> TEKS PILIHAN
####

Khutbah Jum'at: Ziarah Kubur Antara Yang Sunnah dan Yang Bid’ah

بسم الله الرحمن الرحيم



Khutbah Jum'at

Ziarah Kubur Antara Yang Sunnah dan Yang Bid’ah

Oleh: Marwan Hadidi, M.Pd.I

Khutbah I

إنَّ الْحَمْدَ لِلَّهِ نَحْمَدُهُ وَنَسْتَعِينُهُ وَنَسْتَغْفِرُهُ وَنَعُوذُ بِاللَّهِ مِنْ شُرُورِ أَنْفُسِنَا وَمِنْ سَيِّئَاتِ أَعْمَالِنَا مَنْ يَهْدِهِ اللَّهُ فَلَا مُضِلَّ لَهُ وَمَنْ يُضْلِلْ فَلَا هَادِيَ لَهُ وَأَشْهَدُ أَنْ لَا إِلَهَ إِلَّا اللَّهُ وَحْدَهُ لَا شَرِيكَ لَهُ وَ أَشْهَدُ أَنَّ مُحَمَّدًا عَبْدُهُ وَرَسُولُهُ

يَا أَيُّهَا الَّذِينَ آمَنُواْ اتَّقُواْ اللّهَ حَقَّ تُقَاتِهِ وَلاَ تَمُوتُنَّ إِلاَّ وَأَنتُم مُّسْلِمُونَ

يَا أَيُّهَا النَّاسُ اتَّقُواْ رَبَّكُمُ الَّذِي خَلَقَكُم مِّن نَّفْسٍ وَاحِدَةٍ وَخَلَقَ مِنْهَا زَوْجَهَا وَبَثَّ مِنْهُمَا رِجَالاً كَثِيرًا وَنِسَاء وَاتَّقُواْ اللّهَ الَّذِي تَسَاءلُونَ بِهِ وَالأَرْحَامَ إِنَّ اللّهَ كَانَ عَلَيْكُمْ رَقِيبًا

يَا أَيُّهَا الَّذِينَ آمَنُوا اتَّقُوا اللَّهَ وَقُولُوا قَوْلًا سَدِيدًا --يُصْلِحْ لَكُمْ أَعْمَالَكُمْ وَيَغْفِرْ لَكُمْ ذُنُوبَكُمْ وَمَن يُطِعْ اللَّهَ وَرَسُولَهُ فقَدْ فَازَ فوْزًا عَظِيمًا.

####

> CUPLIKAN DATA
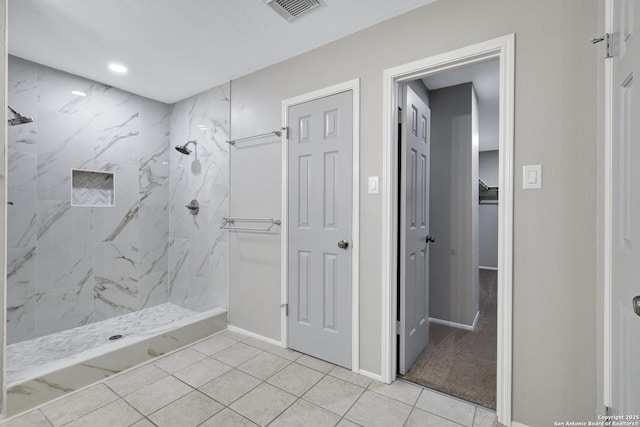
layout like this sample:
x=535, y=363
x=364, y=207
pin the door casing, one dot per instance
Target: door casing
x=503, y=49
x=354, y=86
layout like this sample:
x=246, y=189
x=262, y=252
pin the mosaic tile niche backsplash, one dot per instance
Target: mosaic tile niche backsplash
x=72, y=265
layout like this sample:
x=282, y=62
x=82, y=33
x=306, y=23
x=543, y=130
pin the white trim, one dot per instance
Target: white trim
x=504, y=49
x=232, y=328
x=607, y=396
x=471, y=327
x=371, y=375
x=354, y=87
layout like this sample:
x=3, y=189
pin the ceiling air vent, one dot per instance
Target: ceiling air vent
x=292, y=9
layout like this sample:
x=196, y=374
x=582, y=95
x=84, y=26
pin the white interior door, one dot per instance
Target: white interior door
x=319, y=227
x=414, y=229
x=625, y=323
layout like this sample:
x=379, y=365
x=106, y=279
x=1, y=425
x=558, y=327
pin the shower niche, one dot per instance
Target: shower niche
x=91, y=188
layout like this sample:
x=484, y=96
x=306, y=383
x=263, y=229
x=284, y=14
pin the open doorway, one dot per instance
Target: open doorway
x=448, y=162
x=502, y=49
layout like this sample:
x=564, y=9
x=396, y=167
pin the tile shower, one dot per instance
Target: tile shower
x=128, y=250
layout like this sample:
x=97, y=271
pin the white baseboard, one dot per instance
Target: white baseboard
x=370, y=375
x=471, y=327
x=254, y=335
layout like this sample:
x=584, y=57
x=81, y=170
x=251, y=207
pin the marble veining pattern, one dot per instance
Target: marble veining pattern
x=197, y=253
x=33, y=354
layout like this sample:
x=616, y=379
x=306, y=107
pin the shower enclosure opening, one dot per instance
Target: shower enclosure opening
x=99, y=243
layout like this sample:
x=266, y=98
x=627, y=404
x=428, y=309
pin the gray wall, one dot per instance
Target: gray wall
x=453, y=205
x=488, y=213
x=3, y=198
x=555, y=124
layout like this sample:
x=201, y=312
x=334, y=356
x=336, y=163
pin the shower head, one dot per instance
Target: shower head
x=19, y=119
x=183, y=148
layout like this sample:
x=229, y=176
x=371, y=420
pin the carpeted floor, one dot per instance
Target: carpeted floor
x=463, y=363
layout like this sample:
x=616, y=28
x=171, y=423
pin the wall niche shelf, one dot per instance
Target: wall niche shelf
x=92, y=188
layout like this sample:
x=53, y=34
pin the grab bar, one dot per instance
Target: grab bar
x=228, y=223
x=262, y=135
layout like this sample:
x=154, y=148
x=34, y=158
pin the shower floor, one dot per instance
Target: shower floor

####

Cetak ulang seluruh teks khutbah tentang ziarah kubur tanpa mengubah satu huruf pun. Item-item tersebut sama sekali tidak berperan di sini.

> JAWABAN SOAL INI
Khutbah Jum'at: Ziarah Kubur Antara Yang Sunnah dan Yang Bid’ah

بسم الله الرحمن الرحيم



Khutbah Jum'at

Ziarah Kubur Antara Yang Sunnah dan Yang Bid’ah

Oleh: Marwan Hadidi, M.Pd.I

Khutbah I

إنَّ الْحَمْدَ لِلَّهِ نَحْمَدُهُ وَنَسْتَعِينُهُ وَنَسْتَغْفِرُهُ وَنَعُوذُ بِاللَّهِ مِنْ شُرُورِ أَنْفُسِنَا وَمِنْ سَيِّئَاتِ أَعْمَالِنَا مَنْ يَهْدِهِ اللَّهُ فَلَا مُضِلَّ لَهُ وَمَنْ يُضْلِلْ فَلَا هَادِيَ لَهُ وَأَشْهَدُ أَنْ لَا إِلَهَ إِلَّا اللَّهُ وَحْدَهُ لَا شَرِيكَ لَهُ وَ أَشْهَدُ أَنَّ مُحَمَّدًا عَبْدُهُ وَرَسُولُهُ

يَا أَيُّهَا الَّذِينَ آمَنُواْ اتَّقُواْ اللّهَ حَقَّ تُقَاتِهِ وَلاَ تَمُوتُنَّ إِلاَّ وَأَنتُم مُّسْلِمُونَ

يَا أَيُّهَا النَّاسُ اتَّقُواْ رَبَّكُمُ الَّذِي خَلَقَكُم مِّن نَّفْسٍ وَاحِدَةٍ وَخَلَقَ مِنْهَا زَوْجَهَا وَبَثَّ مِنْهُمَا رِجَالاً كَثِيرًا وَنِسَاء وَاتَّقُواْ اللّهَ الَّذِي تَسَاءلُونَ بِهِ وَالأَرْحَامَ إِنَّ اللّهَ كَانَ عَلَيْكُمْ رَقِيبًا

يَا أَيُّهَا الَّذِينَ آمَنُوا اتَّقُوا اللَّهَ وَقُولُوا قَوْلًا سَدِيدًا --يُصْلِحْ لَكُمْ أَعْمَالَكُمْ وَيَغْفِرْ لَكُمْ ذُنُوبَكُمْ وَمَن يُطِعْ اللَّهَ وَرَسُولَهُ فقَدْ فَازَ فوْزًا عَظِيمًا.